** Input records **
# # # #

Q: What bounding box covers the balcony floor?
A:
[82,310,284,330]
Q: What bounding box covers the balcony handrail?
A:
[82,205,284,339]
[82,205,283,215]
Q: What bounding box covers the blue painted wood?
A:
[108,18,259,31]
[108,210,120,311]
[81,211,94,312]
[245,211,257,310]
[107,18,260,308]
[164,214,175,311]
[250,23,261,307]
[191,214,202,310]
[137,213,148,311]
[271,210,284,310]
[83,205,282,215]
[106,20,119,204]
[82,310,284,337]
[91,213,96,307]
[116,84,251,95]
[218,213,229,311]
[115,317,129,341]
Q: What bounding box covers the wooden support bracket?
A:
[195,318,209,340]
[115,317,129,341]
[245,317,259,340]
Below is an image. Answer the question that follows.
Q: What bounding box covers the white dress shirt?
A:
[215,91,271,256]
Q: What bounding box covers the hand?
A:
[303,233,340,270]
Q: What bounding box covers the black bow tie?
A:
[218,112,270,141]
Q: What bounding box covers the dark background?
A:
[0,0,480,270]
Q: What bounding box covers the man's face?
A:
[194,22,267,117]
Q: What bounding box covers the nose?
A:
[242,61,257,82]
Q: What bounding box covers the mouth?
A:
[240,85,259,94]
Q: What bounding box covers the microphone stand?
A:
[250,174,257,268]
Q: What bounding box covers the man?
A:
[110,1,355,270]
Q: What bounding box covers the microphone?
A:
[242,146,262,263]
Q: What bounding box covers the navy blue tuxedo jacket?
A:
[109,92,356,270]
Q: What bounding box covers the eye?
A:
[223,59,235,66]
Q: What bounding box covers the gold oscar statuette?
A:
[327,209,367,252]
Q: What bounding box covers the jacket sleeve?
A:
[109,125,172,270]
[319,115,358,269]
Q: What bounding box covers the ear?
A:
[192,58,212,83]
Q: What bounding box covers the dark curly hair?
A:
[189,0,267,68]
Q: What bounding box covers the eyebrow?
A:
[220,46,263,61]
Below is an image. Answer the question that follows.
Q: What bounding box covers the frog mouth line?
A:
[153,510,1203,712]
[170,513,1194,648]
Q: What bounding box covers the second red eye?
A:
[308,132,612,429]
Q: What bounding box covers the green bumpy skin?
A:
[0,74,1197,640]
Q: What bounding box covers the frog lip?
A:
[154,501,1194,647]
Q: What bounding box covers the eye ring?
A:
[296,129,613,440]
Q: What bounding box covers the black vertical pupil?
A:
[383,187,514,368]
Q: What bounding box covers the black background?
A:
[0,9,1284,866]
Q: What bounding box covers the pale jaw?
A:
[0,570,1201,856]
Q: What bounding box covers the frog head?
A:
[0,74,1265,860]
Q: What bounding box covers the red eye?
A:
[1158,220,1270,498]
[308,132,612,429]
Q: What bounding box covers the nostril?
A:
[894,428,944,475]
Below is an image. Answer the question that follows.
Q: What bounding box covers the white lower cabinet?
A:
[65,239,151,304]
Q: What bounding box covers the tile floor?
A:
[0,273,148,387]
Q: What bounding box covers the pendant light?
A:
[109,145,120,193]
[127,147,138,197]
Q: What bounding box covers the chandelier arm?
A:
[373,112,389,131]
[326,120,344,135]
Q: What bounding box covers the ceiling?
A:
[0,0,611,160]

# # # #

** Do this **
Select every line above that contains the word "frog", matching case exactly.

** Solution for this exercise **
Q: What bounding box covers the frog mouth line?
Q: What bounding box covers the frog lip?
Q: What bounding box covers the frog head?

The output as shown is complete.